What to work on: Write out the material again word for word, dropping any images it holds.

## START

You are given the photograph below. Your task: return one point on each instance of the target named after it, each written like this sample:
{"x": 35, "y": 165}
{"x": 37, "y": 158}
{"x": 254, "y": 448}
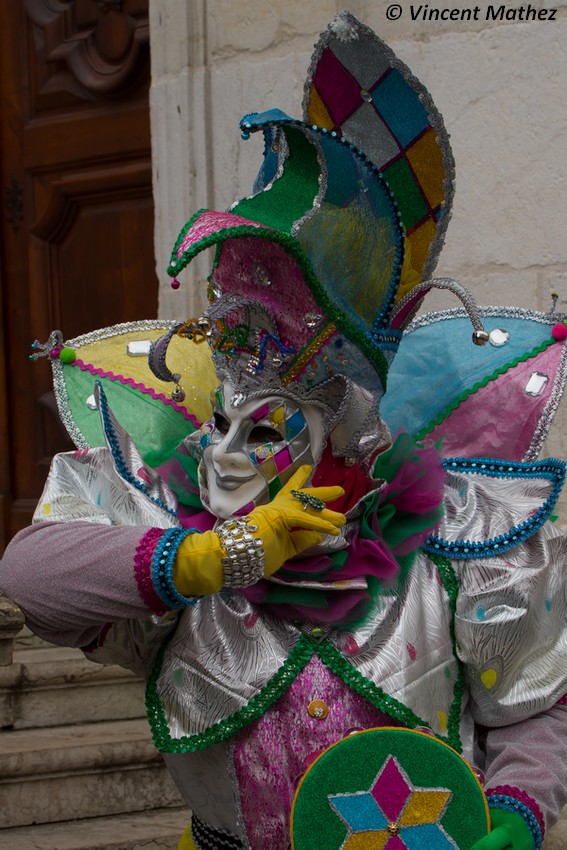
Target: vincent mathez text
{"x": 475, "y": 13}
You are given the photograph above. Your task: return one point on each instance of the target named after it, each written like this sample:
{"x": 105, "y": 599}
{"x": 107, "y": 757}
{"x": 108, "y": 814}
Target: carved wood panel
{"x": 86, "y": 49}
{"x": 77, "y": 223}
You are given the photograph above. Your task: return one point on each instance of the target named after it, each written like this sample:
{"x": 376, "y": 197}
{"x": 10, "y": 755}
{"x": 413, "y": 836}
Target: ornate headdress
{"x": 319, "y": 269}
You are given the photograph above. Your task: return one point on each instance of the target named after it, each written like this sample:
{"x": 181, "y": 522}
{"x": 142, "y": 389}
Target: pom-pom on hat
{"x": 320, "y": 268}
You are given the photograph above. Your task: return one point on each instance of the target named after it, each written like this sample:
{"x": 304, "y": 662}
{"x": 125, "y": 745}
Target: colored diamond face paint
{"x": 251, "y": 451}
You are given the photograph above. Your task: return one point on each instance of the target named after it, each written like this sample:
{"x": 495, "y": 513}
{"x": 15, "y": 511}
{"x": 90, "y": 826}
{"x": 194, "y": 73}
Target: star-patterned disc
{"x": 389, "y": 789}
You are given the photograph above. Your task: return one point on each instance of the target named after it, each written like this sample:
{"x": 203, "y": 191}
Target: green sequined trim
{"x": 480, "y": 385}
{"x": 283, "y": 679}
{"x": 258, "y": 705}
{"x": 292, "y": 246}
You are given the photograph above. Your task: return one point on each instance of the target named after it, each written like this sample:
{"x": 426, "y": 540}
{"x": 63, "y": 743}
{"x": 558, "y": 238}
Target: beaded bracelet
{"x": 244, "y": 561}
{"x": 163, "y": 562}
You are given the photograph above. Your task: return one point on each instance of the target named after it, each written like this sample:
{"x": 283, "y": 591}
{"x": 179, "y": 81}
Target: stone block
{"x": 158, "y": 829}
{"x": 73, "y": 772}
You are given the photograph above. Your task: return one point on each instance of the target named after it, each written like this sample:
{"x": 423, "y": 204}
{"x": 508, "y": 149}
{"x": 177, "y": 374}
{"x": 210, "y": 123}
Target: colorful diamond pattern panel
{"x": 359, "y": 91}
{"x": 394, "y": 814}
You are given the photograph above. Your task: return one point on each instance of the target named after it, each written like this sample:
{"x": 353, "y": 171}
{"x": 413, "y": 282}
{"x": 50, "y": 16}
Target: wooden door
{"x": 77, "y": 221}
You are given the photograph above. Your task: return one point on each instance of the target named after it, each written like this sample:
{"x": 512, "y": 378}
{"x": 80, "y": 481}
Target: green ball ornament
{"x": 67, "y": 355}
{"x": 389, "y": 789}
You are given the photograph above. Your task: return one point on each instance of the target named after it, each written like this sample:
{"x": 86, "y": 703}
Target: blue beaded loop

## END

Answer for the task:
You are given the photograph below. Your task: return one point on each instance of the target named after it, each written like this sample:
{"x": 35, "y": 165}
{"x": 37, "y": 158}
{"x": 254, "y": 448}
Target: vincent mathez text
{"x": 475, "y": 13}
You are given the photograph above. Your task: return one point on each instance of the target named after it, each written like this sample:
{"x": 105, "y": 599}
{"x": 107, "y": 757}
{"x": 108, "y": 814}
Target: carved wood panel
{"x": 86, "y": 49}
{"x": 77, "y": 223}
You are given the photograph above. Your task: return one point on each instance of the target named after it, each written like this sample:
{"x": 376, "y": 197}
{"x": 10, "y": 755}
{"x": 413, "y": 836}
Target: ornate headdress
{"x": 319, "y": 269}
You are given the photograph above. Your task: return one point on each instance of the target named after it, each written like this sample:
{"x": 181, "y": 522}
{"x": 142, "y": 389}
Target: pom-pom on hat
{"x": 320, "y": 268}
You are given the photograph above. Your task: return one point on each instance of the target named after it, each written like this sample:
{"x": 304, "y": 662}
{"x": 125, "y": 745}
Target: colored diamond face paint
{"x": 251, "y": 451}
You are given the photograph above. Your task: return one point on each instance of the target named after it, each written like this sample:
{"x": 495, "y": 513}
{"x": 15, "y": 511}
{"x": 90, "y": 826}
{"x": 194, "y": 73}
Target: star-patterned disc
{"x": 389, "y": 789}
You are given the photograph above. Your task: return one point on each instance of the target named after it, each written like this sample:
{"x": 203, "y": 191}
Target: green sequined trim
{"x": 480, "y": 385}
{"x": 283, "y": 679}
{"x": 258, "y": 705}
{"x": 292, "y": 246}
You are given the photograph above. Your task: return one point on each instance of the target named after it, each written like this sample:
{"x": 426, "y": 540}
{"x": 63, "y": 743}
{"x": 558, "y": 238}
Target: beaded bracelet
{"x": 244, "y": 561}
{"x": 163, "y": 562}
You are given the photograph above. Your task: return one point on each instance of the target named after it, each written like this sample:
{"x": 283, "y": 591}
{"x": 179, "y": 81}
Target: stone block
{"x": 158, "y": 829}
{"x": 73, "y": 772}
You are given the photograph above. Your task: return one point on each instance of the target named after it, each written like this sample:
{"x": 423, "y": 204}
{"x": 508, "y": 149}
{"x": 177, "y": 374}
{"x": 210, "y": 123}
Target: colorful diamond pattern panel
{"x": 359, "y": 91}
{"x": 394, "y": 814}
You are given the photograph above. Your task: return one point on each instance of the target named after it, each written like this sample:
{"x": 353, "y": 171}
{"x": 413, "y": 282}
{"x": 50, "y": 16}
Target: wooden door
{"x": 77, "y": 221}
You are given the photograph above. Your task: return one point on each instance of the target named after it, each written like this sample:
{"x": 512, "y": 378}
{"x": 80, "y": 481}
Target: green ball ornament
{"x": 67, "y": 355}
{"x": 389, "y": 789}
You are given the photograph above. Your task: return one point on each instance of the target named after it, each written like this sample:
{"x": 86, "y": 703}
Target: blue beaded loop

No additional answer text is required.